▶ _WHAT IS NEEDED_: Return the lines below word for word, keeping every character and the order they are in.
-- START --
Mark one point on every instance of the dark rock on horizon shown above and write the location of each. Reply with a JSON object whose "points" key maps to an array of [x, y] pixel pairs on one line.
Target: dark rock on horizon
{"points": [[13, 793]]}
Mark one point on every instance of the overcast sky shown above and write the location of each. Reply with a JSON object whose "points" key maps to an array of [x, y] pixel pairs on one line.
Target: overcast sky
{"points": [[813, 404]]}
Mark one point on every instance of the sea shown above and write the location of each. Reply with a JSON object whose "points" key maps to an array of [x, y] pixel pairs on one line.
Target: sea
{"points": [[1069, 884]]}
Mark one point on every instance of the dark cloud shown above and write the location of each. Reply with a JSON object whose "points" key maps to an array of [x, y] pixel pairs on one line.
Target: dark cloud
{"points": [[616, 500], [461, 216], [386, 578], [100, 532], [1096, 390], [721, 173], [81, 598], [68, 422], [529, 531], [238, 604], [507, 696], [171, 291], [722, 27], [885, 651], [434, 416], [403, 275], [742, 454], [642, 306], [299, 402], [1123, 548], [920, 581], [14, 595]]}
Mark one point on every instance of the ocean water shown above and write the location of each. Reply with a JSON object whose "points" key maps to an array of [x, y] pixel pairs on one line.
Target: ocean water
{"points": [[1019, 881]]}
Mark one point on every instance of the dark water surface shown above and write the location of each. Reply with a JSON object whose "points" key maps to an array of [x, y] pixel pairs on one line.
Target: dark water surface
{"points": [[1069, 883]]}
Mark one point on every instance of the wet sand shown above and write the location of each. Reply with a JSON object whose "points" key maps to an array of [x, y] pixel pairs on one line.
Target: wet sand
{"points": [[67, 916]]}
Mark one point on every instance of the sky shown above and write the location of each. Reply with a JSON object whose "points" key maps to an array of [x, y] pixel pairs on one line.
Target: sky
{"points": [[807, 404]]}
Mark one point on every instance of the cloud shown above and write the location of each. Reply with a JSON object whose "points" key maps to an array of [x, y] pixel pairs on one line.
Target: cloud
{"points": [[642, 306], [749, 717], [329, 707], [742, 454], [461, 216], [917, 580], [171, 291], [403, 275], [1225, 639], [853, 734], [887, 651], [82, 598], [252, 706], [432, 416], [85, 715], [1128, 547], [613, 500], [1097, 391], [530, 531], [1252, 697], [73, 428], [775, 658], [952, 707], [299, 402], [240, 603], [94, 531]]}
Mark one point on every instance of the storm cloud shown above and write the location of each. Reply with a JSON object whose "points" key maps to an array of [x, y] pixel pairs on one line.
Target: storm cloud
-- END --
▶ _COMPLETED EXERCISE_:
Mark one point on every instance of the dark rock on horizon shown above and write the location of each. Reply with a JSON object whose "points" key maps to an array of [x, y] pixel pairs on one line.
Target: dark rock on horizon
{"points": [[13, 793]]}
Mark one point on every instance of the overcast sky shown above and write the location of each. Reply with a JSON object whose "points" key maps to an array of [x, y] pixel pairs on one line.
Target: overcast sky
{"points": [[813, 404]]}
Mark one point on every instance of the sea shown above and write the location of each. Reply with a JSON object whose "points" key maps to an array of [x, y] pixel pairs on one line.
Target: sea
{"points": [[1069, 884]]}
Mark one point on every instance of the dark cloud shown above and write the location of each. Reply with a JSON object whose "points" key maps to an array of [x, y] pixel pairs on one line.
Target: dark cloud
{"points": [[616, 500], [461, 216], [386, 578], [100, 532], [1096, 390], [721, 173], [81, 598], [68, 422], [529, 531], [238, 604], [507, 696], [171, 291], [722, 27], [885, 651], [434, 416], [403, 275], [742, 454], [642, 306], [299, 402], [1123, 548], [920, 581], [14, 595]]}
Mark one point on every instance of the ocean water shown above and write the location of each. Reply with a JSON object whose "points" key maps to an array of [x, y] pixel pairs on one line.
Target: ocean water
{"points": [[1019, 881]]}
Mark one point on every instance of the dark water surface shown above and write the location of each. Reply with a JSON object whose "points" key maps to an array of [x, y] pixel pairs on one line.
Target: dark water surface
{"points": [[1069, 883]]}
Mark one point on every instance of the wet sand shown above and write the location of each. Reply with a JSON object whose "points" key maps to an array of [x, y] pixel pairs on one line.
Target: wet sand
{"points": [[67, 916]]}
Mark one point on every instance of the sky shown above and write the location of each. Reply with a JSON object whose "points" key maps to an array of [x, y] pixel pairs on one line.
Target: sky
{"points": [[807, 404]]}
Mark one point on every instance of the cloud shown above and write the location of each. Reply with a JSON object whose "points" key maps to an array of [x, y] pixel pairs on one line.
Target: cloud
{"points": [[642, 306], [749, 717], [329, 707], [742, 454], [461, 216], [917, 580], [171, 291], [403, 275], [1225, 639], [853, 734], [887, 651], [82, 598], [252, 706], [432, 416], [85, 715], [1128, 547], [613, 500], [1097, 391], [530, 531], [1252, 697], [73, 428], [775, 658], [952, 707], [299, 402], [240, 603], [94, 531]]}
Mark one point on every instance of the storm cloud shown above and write the location of each. Reply with a JSON object whose "points" key maps to an array of [x, y] pixel pairs on one line.
Target: storm cloud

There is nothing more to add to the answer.